======== TEXTE PROPOSÉ
LES AVENTURES DE DRACULA # 1

La journée s'annonçait merdique comme à son habitude lorsqu'au fin fond d'une bouquinerie snob des hauts de Ixelles, dans un recoin sombre et mal-entretenu comme le cul d'une rombière aux soixante-dix berges bien tassées, je me dénichais l'intégrale des Aventures de Dracula.
Quasi-intégrale plutôt, puisque le numéro # 9 pointait aux abonnés absents mais qu'importe, cette dérobade n'allait pas ternir mon embellie. Je me retrouvais enfin avec la quasi-intégrale des Aventures de Dracula dans les pognes !

Ce qui savent de quoi je cause en ont surement déjà quelques bouffées de chaleur. Pour les autres, les cavedus de la bibliophilie perverse, les attardés du roman populaire dégénéré, je vais m'empresser de développer.
================
======== DONNÉES ENREGISTRÉES
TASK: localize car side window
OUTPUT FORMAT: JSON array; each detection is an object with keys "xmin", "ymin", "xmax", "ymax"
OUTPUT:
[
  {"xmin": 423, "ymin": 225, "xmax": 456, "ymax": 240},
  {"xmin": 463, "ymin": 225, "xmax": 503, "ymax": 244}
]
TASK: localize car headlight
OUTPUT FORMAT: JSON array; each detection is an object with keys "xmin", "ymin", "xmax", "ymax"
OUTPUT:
================
======== DONNÉES ENREGISTRÉES
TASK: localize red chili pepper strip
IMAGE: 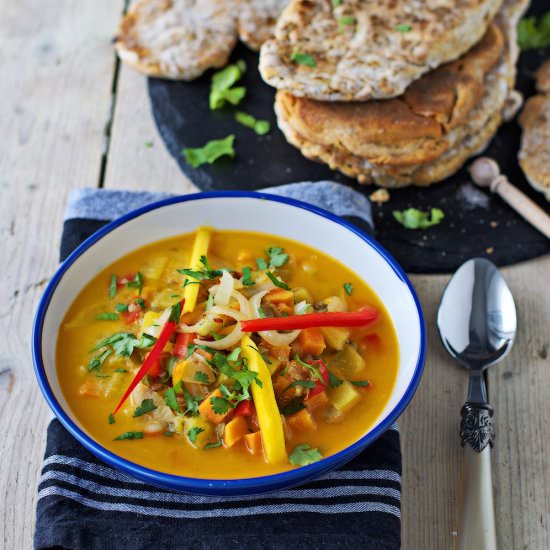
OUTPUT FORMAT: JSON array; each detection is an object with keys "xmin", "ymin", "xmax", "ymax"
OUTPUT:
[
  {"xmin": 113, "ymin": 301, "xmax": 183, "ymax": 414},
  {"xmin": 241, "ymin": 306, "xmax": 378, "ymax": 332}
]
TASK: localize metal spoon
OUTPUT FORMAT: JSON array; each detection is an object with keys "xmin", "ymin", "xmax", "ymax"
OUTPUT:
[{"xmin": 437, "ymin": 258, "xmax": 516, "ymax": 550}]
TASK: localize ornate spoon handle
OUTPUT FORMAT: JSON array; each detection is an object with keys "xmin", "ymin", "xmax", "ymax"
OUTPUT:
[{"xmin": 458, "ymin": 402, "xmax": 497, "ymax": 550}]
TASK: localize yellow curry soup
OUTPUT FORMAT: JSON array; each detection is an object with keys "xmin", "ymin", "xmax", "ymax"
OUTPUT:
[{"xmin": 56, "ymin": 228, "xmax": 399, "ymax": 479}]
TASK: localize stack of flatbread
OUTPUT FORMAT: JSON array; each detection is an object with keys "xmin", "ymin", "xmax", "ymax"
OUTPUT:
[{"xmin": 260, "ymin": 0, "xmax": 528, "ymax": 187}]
================
======== DONNÉES ENREGISTRÉES
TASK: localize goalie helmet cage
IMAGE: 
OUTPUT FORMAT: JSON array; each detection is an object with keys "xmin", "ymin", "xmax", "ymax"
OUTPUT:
================
## [PROBLÈMES À RÉSOUDRE]
a) Dans le texte sur les Aventures de Dracula, quel numéro manque à la collection dénichée par le narrateur ?
b) Prolongez le texte sur les Aventures de Dracula à partir de sa dernière phrase.
Les enregistrements n'ont aucun lien avec le texte sur les Aventures de Dracula.

## [ENSEMBLE DES RÉPONSES]
a) Le numéro 9.

b)
Vers le milieu des années soixante, mon éditeur filou favori, André Guerber, alors exilé en Italie, lançait sur le marché français sa toute nouvelle maison d'édition : Bel-Air. L'aventure durera 5 ans, de 1963 à 1968. On y trouvait du polar (Detective Pocket), du western (Western Pocket), du photo-roman à la Satanik (Lord X) et une collection de récits d'horreur, Les Aventures de Dracula, alias Dracula Pocket, adaptations françaises des Racconti di Dracula, série soi-disant culte chez nos amis ritaux.
Comme l'écrit Sergio Bissoli : "I Racconti di Dracula, Prima Serie sono diventati rari, introvabili e i collezionisti pagano milioni per averli."
Traduzionne : c'est rare, introuvable et les collectionneurs sont prêts à débourser leurs millions pour s'en alpaguer un.
Les cons.
D'autant plus cons que ma pomme, elle s'est dégauchi la quasi-intégrale à un blot qui fait passer la conserve de cassoulpif carrouf' discount pour une tambouille de luxe servie en queue de pie chez les trois gros.
25 centimes la pièce, 2 euros 75 le pacsif.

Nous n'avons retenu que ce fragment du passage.